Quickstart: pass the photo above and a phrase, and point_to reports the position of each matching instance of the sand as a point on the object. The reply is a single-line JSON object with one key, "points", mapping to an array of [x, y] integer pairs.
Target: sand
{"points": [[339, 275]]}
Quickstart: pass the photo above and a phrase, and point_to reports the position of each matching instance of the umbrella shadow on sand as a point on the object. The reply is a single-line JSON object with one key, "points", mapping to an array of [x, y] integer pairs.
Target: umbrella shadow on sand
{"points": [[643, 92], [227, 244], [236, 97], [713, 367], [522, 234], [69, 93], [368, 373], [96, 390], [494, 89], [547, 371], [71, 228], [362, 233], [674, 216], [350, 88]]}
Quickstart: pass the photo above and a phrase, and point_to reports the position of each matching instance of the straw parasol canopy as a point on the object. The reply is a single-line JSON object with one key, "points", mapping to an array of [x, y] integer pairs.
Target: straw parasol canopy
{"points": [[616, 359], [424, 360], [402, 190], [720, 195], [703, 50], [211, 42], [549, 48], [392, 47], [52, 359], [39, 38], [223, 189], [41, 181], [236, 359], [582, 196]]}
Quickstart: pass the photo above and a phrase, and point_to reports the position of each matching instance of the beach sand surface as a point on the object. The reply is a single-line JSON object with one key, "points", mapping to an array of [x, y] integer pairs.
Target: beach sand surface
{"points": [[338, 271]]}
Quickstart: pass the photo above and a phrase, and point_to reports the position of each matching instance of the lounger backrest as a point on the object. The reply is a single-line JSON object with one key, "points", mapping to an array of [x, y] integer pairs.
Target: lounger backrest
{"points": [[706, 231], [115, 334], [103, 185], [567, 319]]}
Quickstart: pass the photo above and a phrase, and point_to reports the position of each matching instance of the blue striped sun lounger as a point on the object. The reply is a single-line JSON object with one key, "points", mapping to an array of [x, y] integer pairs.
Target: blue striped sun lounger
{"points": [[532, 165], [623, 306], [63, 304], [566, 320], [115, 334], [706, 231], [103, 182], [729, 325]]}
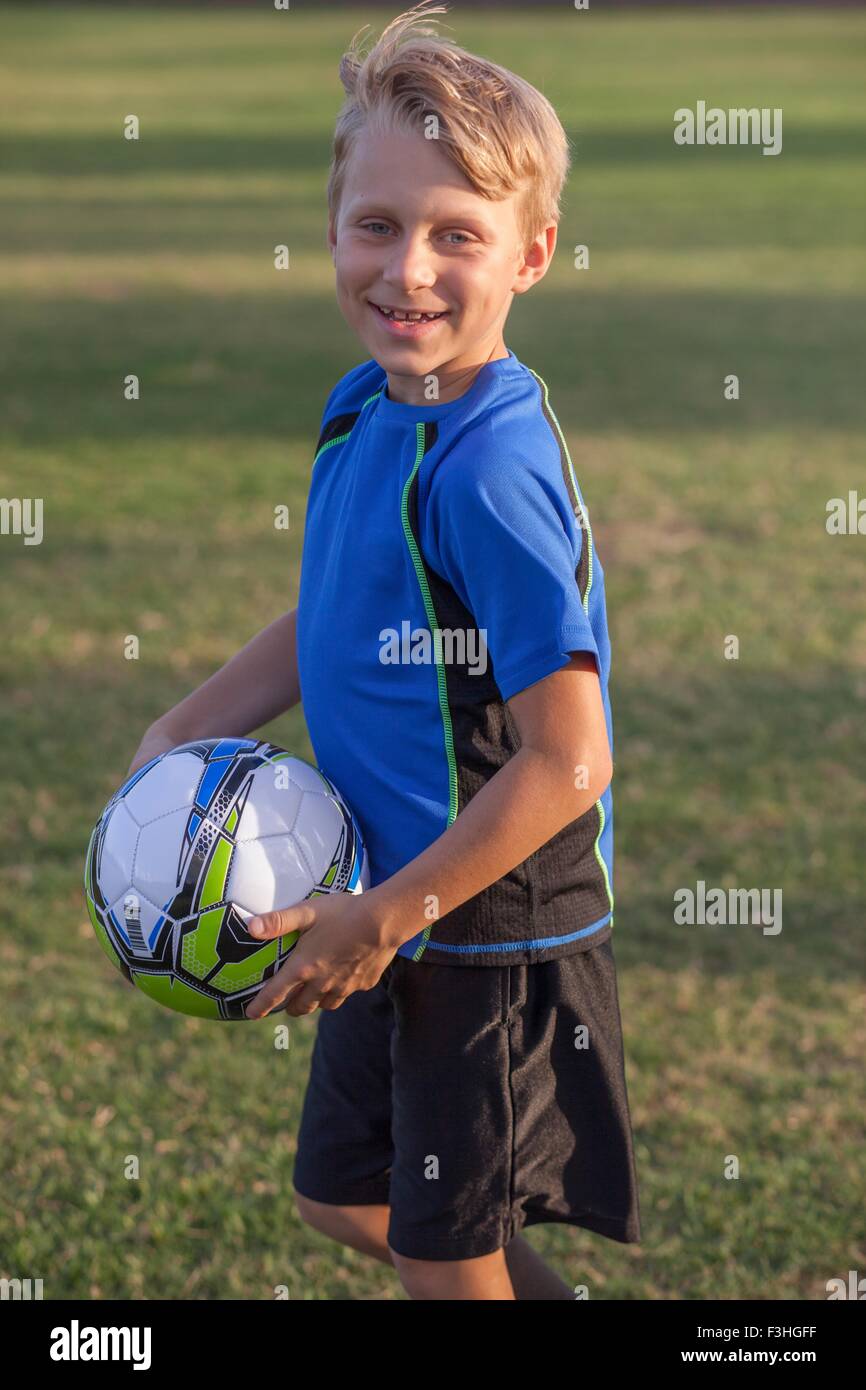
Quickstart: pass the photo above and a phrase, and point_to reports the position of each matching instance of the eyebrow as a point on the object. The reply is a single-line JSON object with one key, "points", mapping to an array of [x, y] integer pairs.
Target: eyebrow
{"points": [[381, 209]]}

• • • • • • •

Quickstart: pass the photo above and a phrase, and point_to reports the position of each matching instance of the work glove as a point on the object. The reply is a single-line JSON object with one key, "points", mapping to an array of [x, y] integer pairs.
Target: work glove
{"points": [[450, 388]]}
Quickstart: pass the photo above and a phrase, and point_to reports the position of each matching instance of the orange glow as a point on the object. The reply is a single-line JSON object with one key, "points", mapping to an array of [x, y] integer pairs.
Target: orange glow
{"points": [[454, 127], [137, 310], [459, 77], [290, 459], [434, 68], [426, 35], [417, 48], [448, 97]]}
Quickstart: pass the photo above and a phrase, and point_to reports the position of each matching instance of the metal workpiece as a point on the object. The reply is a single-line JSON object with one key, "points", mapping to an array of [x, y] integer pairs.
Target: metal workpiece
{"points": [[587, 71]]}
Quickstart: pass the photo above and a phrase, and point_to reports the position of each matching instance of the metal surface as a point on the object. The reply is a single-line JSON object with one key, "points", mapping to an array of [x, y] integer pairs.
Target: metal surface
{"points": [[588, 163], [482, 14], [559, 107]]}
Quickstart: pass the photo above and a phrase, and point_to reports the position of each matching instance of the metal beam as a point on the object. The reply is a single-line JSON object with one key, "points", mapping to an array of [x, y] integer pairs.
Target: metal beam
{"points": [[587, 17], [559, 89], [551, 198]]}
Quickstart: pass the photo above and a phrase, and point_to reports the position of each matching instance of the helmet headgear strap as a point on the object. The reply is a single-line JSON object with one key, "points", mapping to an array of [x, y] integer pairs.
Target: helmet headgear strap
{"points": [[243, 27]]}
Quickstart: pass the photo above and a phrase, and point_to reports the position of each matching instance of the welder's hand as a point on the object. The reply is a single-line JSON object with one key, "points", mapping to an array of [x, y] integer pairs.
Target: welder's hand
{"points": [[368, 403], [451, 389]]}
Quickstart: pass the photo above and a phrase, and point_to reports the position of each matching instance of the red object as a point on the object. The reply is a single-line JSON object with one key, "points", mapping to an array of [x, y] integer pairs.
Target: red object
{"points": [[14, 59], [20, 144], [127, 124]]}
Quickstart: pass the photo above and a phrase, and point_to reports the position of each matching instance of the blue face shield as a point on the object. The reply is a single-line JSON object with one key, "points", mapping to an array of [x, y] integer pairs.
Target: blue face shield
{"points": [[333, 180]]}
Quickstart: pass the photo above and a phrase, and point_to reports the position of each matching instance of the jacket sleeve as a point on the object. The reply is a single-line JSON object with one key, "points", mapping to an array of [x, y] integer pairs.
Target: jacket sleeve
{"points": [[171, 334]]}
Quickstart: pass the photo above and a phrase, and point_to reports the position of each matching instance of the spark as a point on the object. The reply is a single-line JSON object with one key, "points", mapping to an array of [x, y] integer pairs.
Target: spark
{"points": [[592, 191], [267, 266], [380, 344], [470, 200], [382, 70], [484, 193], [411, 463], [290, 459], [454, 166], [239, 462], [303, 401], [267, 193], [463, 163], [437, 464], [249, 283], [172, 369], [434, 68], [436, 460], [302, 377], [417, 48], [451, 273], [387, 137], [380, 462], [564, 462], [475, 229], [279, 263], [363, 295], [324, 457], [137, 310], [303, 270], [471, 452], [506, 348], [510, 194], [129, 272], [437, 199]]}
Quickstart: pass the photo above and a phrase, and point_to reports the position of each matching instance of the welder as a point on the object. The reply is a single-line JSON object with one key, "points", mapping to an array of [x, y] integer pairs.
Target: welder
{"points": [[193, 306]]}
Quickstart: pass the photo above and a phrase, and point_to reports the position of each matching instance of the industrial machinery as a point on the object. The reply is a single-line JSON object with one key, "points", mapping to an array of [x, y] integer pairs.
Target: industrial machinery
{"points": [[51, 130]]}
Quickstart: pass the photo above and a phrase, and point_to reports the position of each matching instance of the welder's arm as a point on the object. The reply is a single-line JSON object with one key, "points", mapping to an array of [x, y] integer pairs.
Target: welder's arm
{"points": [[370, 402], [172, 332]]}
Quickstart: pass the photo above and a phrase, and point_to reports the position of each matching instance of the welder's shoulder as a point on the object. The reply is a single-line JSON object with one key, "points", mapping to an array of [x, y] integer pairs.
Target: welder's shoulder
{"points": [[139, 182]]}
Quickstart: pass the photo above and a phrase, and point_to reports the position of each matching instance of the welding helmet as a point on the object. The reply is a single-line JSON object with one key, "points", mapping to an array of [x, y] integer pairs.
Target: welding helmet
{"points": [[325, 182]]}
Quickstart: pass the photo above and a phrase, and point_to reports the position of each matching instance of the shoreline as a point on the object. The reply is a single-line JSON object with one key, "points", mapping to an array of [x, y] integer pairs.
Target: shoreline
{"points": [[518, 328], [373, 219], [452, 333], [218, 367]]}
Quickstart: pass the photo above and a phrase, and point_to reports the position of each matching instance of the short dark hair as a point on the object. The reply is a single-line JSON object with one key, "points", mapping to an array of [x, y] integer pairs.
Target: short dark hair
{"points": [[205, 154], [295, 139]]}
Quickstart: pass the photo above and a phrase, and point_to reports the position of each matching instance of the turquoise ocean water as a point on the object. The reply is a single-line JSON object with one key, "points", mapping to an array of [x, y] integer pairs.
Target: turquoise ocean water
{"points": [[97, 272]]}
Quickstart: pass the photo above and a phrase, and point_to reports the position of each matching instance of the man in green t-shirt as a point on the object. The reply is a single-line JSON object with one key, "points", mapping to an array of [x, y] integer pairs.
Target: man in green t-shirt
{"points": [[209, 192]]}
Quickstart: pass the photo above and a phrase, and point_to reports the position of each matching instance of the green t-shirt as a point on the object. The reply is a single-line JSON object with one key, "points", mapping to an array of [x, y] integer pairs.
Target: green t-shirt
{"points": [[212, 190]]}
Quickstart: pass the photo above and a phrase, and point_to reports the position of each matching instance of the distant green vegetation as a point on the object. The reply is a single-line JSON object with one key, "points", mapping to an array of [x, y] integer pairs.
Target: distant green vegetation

• • • • • • •

What to work on:
Gather every line of the records above that contains the string "shoulder", treating case as significant.

Answer to the problem:
Quickstart: pass the photo above and a phrase, and point_to reports the position of each matching instance of the welder's shoulder as a point on the object. The reply is a single-line JSON object with one key, "points", mapping to an array of [x, y] integer pairs.
Target: welder's shoulder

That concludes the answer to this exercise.